_What is needed:_ Reproduce the material below verbatim, omitting the pictures.

_Provided material:_
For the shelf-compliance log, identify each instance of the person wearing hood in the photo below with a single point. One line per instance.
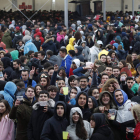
(93, 53)
(9, 91)
(101, 129)
(18, 36)
(49, 45)
(67, 60)
(27, 36)
(82, 103)
(78, 129)
(124, 117)
(75, 64)
(7, 68)
(39, 115)
(92, 103)
(85, 51)
(60, 35)
(37, 42)
(29, 46)
(6, 39)
(37, 32)
(78, 52)
(22, 112)
(54, 126)
(70, 46)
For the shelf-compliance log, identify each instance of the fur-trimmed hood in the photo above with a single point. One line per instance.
(50, 102)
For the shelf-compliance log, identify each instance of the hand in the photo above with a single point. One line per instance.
(116, 85)
(32, 72)
(17, 103)
(56, 68)
(45, 109)
(102, 109)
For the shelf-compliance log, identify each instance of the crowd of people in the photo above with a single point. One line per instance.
(64, 83)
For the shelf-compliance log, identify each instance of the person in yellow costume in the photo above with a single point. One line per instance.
(70, 46)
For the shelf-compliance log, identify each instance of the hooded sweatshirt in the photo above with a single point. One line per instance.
(9, 91)
(101, 130)
(72, 127)
(70, 46)
(53, 127)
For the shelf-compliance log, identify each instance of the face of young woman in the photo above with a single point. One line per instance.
(95, 93)
(75, 117)
(90, 103)
(38, 89)
(43, 82)
(2, 108)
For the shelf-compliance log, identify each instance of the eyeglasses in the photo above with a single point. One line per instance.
(43, 76)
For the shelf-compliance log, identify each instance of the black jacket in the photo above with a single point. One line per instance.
(53, 127)
(37, 44)
(36, 123)
(101, 130)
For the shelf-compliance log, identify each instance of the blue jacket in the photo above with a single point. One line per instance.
(8, 93)
(29, 46)
(66, 63)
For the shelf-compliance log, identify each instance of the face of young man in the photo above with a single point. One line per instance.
(108, 71)
(43, 97)
(30, 93)
(83, 83)
(116, 72)
(60, 110)
(130, 83)
(119, 97)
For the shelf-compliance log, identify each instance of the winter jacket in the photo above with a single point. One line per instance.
(54, 60)
(102, 52)
(9, 91)
(70, 46)
(37, 44)
(79, 54)
(14, 54)
(53, 127)
(22, 113)
(59, 37)
(7, 128)
(37, 121)
(86, 53)
(40, 35)
(27, 36)
(29, 46)
(85, 111)
(101, 130)
(93, 55)
(17, 37)
(49, 45)
(7, 40)
(66, 63)
(121, 54)
(72, 127)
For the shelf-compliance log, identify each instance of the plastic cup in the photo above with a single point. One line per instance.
(43, 103)
(19, 98)
(112, 112)
(65, 135)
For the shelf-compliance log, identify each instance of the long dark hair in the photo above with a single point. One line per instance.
(80, 129)
(8, 108)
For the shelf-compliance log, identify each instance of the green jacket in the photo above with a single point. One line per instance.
(22, 113)
(7, 40)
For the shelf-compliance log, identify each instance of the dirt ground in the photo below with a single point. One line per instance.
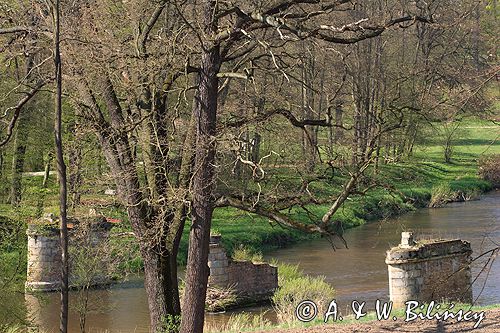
(490, 324)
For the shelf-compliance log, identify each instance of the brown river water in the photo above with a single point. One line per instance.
(358, 273)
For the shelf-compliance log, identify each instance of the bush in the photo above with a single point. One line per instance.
(243, 253)
(489, 169)
(296, 287)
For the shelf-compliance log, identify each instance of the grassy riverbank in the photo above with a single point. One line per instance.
(420, 181)
(368, 323)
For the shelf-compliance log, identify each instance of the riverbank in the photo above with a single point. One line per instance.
(490, 324)
(418, 181)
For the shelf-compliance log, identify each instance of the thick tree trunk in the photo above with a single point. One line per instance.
(160, 282)
(193, 311)
(61, 171)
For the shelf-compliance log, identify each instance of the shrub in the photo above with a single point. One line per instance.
(243, 253)
(489, 169)
(296, 287)
(241, 322)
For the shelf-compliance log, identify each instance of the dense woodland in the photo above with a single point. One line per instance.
(273, 108)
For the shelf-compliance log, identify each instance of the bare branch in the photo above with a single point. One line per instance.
(17, 110)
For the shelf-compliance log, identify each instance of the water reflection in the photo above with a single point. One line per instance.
(357, 273)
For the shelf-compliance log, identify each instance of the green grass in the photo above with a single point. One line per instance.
(405, 186)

_Result:_
For the shelf-compliance log, identify each instance of the person wearing hood in the photo below with a single point. One line per instance.
(93, 53)
(9, 91)
(101, 129)
(18, 36)
(49, 45)
(67, 60)
(27, 36)
(82, 103)
(78, 129)
(124, 117)
(75, 64)
(7, 68)
(39, 115)
(92, 103)
(85, 51)
(60, 35)
(37, 42)
(29, 46)
(6, 39)
(37, 32)
(78, 52)
(22, 112)
(54, 126)
(70, 46)
For the shelf-compliance log, identify each instance of the fur-trimmed hood in the photo above with a single point. One line per instance.
(50, 102)
For the shelf-compliance log, identify each instance of the hand in the photo above with a single point. One line per instance.
(116, 85)
(32, 72)
(17, 103)
(56, 68)
(45, 109)
(102, 109)
For the shelf-compliance log, identify each instance of the crowd of people in the photo above with a single point. One line per instance.
(64, 83)
For the shelf-compliance log, identify each instance of the person in yellow costume in the photo above with a single point. One line per instance.
(70, 46)
For the shelf-compliance log, identify each instance of the hooded sweatshirt in the photo above with a single point. One line per instance.
(9, 91)
(101, 130)
(72, 127)
(70, 46)
(53, 127)
For the shelf-compliance log, identify each instance of the face of young woman in the photo above with a single point. One line per instance.
(95, 93)
(75, 117)
(90, 103)
(38, 89)
(43, 82)
(2, 108)
For the shelf-compliance log, identify each instance of the eyeglasses in the photo above with a single point. One line per instance.
(43, 76)
For the shelf-compliance log, identify each instance of the black jacket in the photo above with a single point. One line per instance.
(53, 127)
(37, 44)
(36, 123)
(101, 130)
For the shelf-compliance log, identify each instance of the blue jacket in the photo above with a single point. One line per instance.
(8, 93)
(29, 46)
(66, 63)
For the shelf-compliance log, identify each instance of the face of young man in the photo above with a single point. One line per instance.
(108, 71)
(43, 97)
(30, 93)
(83, 83)
(116, 72)
(60, 110)
(130, 83)
(119, 97)
For the shelf-compliance log, identify each instance of the winter jacket in the photo above with a single point. One line per instance.
(54, 60)
(102, 52)
(9, 91)
(70, 46)
(37, 44)
(79, 54)
(14, 54)
(53, 127)
(22, 113)
(59, 37)
(7, 128)
(37, 121)
(86, 53)
(40, 35)
(27, 36)
(29, 46)
(85, 111)
(101, 130)
(93, 55)
(17, 37)
(49, 45)
(7, 40)
(66, 63)
(121, 54)
(72, 127)
For the shelf-compliance log, identify each instance of the plastic cup in the photo above with a single point. One line per instance.
(43, 103)
(19, 98)
(112, 112)
(65, 135)
For the shelf-compliance log, identify each instance of the long dark hair in the photo above with a single point. One line per instance.
(80, 129)
(8, 108)
For the shelf-compliance log, identify each instance of the green jacket in the photo above with a single point. One line per instance.
(22, 113)
(7, 40)
For the shelf-compliance log, identify each instance of the dirt ground in the photo below with a single point. One line per instance.
(490, 324)
For the shelf-compliance log, identify each instance of the brown river water in the photo above with a single point. One line per instance.
(358, 273)
For the shelf-compliance log, identify each instance of the bush in the photo above with a single point. One line per instance.
(243, 253)
(489, 169)
(296, 287)
For the shelf-compliance log, identify each instance of the grassy riverbank in the photo above with a single point. One line per instance.
(420, 181)
(368, 323)
For the shelf-compliance log, identify each instance of the riverbank in the photo above with a single point. One line per instance.
(490, 324)
(418, 181)
For the shelf-compliance log, identify each instance of the thick tree trunk in the photo above with a single point. One line per instance.
(160, 282)
(193, 311)
(61, 171)
For the shelf-compliance log, identify each instance of the shrub in the photo above with a single point. One line per instance.
(243, 253)
(489, 169)
(296, 287)
(241, 322)
For the shelf-compliance log, identify each instance of the dense woodland in the photo above with a single point. One line per instance.
(273, 108)
For the shelf-compliance log, identify each instance of the bare branch in the photo above with a single point. One line per instance.
(17, 110)
For the shelf-compliance log, identify each instance of the water reflection in the photo above with a single point. One line per instance.
(357, 273)
For the shelf-compliance log, identify each instance of the green grass in the photo above with a single point. One line per instance.
(405, 186)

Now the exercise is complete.